Consignes de l'exercice:
[A] Extrayez du texte sur le nationalisme néolibéral le passage qui commence par « Les chocs politiques » et se poursuit jusqu'à « et de citoyenneté. ».
[B] Rédigez la suite du texte sur le nationalisme néolibéral, en partant de sa dernière phrase.

Texte de la page:
▬▬▬▬▬▬

Les chocs politiques du Brexit et de l'élection de Donald Trump en 2016 marquent une rupture profonde dans l’histoire des sociétés libérales. Ces événements ont révélé un phénomène qui allait au-delà des simples discours sur l'immigration ou les identités nationales. Ce qui est apparu, plus que jamais, c’est l’interaction complexe entre deux forces apparemment opposées : le nationalisme émergent et le néolibéralisme. Bien que ces deux tendances semblent parfois incompatibles, elles sont en réalité souvent interdépendantes, voire complémentaires, dans le contexte des politiques modernes d'immigration et de citoyenneté.

Le nationalisme d’aujourd'hui n'est pas seulement une réaction à la mondialisation ou à l’immigration massive, comme on pourrait le penser à première vue. Il se nourrit aussi d'une restructuration néolibérale profonde des États et des sociétés. Christian Joppke, sociologue et professeur à l'Université de Berne, montre que de nombreuses politiques migratoires récentes, loin d'être la conséquence directe du nationalisme, trouvent leurs racines dans les dynamiques néolibérales. En effet, certains des développements les plus frappants en matière de citoyenneté, tels que l’idée de la "citoyenneté méritée" (earned citizenship), ne peuvent être compris qu’en croisant ces deux tendances : le néolibéralisme et le nationalisme, dans ce que l’on pourrait qualifier de nationalisme néolibéral.

▬▬▬▬▬▬

Extrait des données:
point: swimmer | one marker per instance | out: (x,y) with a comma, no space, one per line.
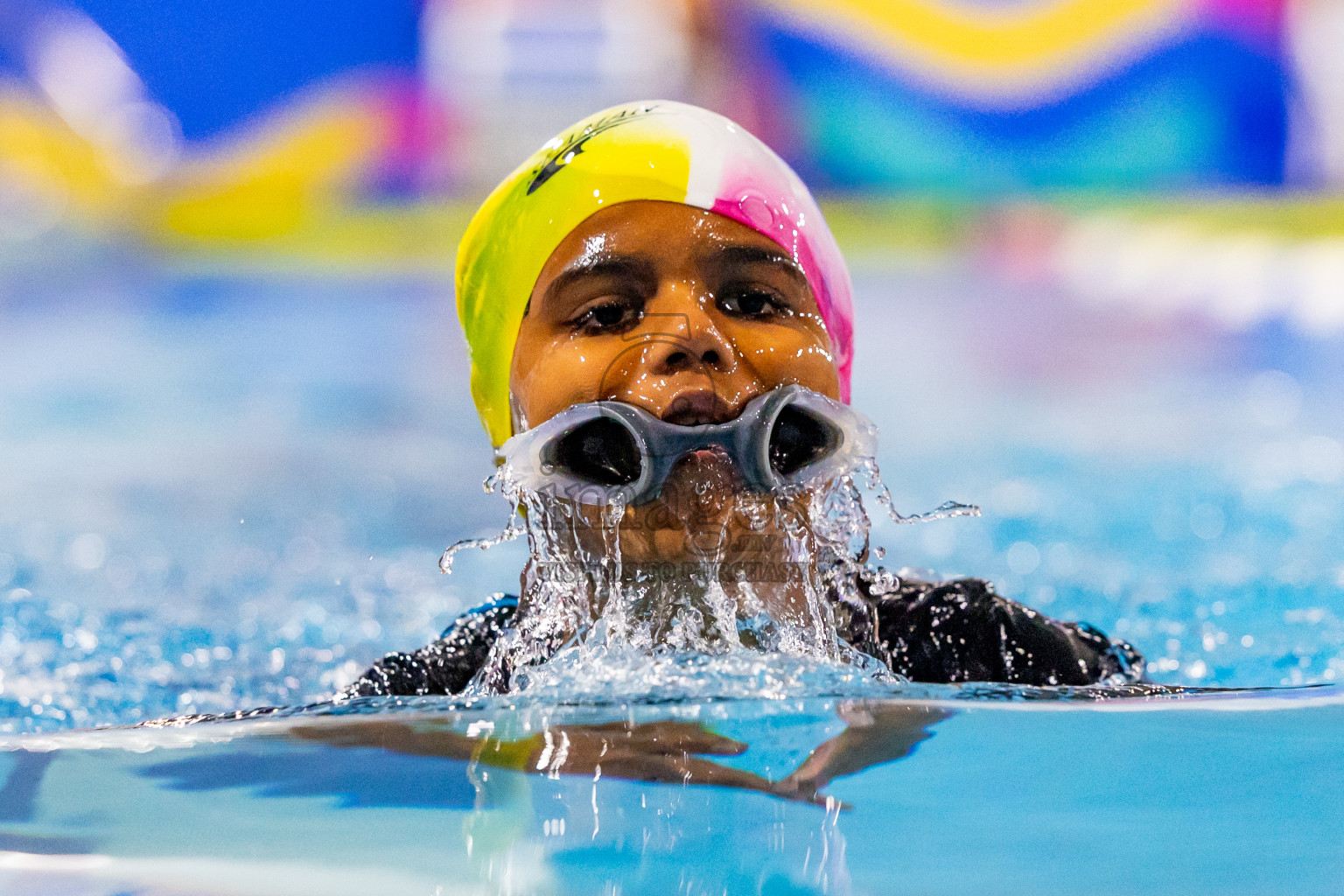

▬▬▬▬▬▬

Réponses aux consignes:
[A]
Les chocs politiques du Brexit et de l'élection de Donald Trump en 2016 marquent une rupture profonde dans l’histoire des sociétés libérales. Ces événements ont révélé un phénomène qui allait au-delà des simples discours sur l'immigration ou les identités nationales. Ce qui est apparu, plus que jamais, c’est l’interaction complexe entre deux forces apparemment opposées : le nationalisme émergent et le néolibéralisme. Bien que ces deux tendances semblent parfois incompatibles, elles sont en réalité souvent interdépendantes, voire complémentaires, dans le contexte des politiques modernes d'immigration et de citoyenneté.

[B]
Le néolibéralisme, en tant que paradigme économique et politique, prône une gestion plus restrictive et utilitaire des ressources humaines, y compris des citoyens. Dans cette logique, la citoyenneté n'est plus simplement un droit universel lié à l'appartenance à une nation, mais un privilège qui peut être acquis, mais aussi perdu, en fonction de la contribution de l’individu à l'économie ou à la société. Cette approche transforme la citoyenneté en un bien marchand, où l’immigration devient une question de "compétences" et où le "mérite" devient la condition essentielle pour intégrer pleinement la société.

Cette évolution est rendue encore plus manifeste dans les sociétés occidentales où les politiques migratoires, jusque-là plutôt orientées vers l'inclusivité, prennent un tournant vers des logiques d’exclusion basées sur des critères de compétence et de performance. Ce processus est particulièrement visible dans le cas de la Grande-Bretagne et des États-Unis, où, sous l’effet de réformes néolibérales, l’acquisition de la citoyenneté devient plus difficile et conditionnée par des exigences strictes.

Il est crucial de comprendre que ce mouvement vers une citoyenneté "méritée" est profondément connecté à la montée du nationalisme, qui, tout en mettant en avant des valeurs de "protection" des cultures et identités nationales, incite également à une gestion plus sévère des frontières, à une hiérarchisation des droits d’entrée et à une exclusion accrue des "autres". Ainsi, le nationalisme néolibéral crée une nouvelle forme de citoyenneté, divisée, hiérarchisée, et parfois déconnectée des idéaux traditionnels de l’égalité des droits.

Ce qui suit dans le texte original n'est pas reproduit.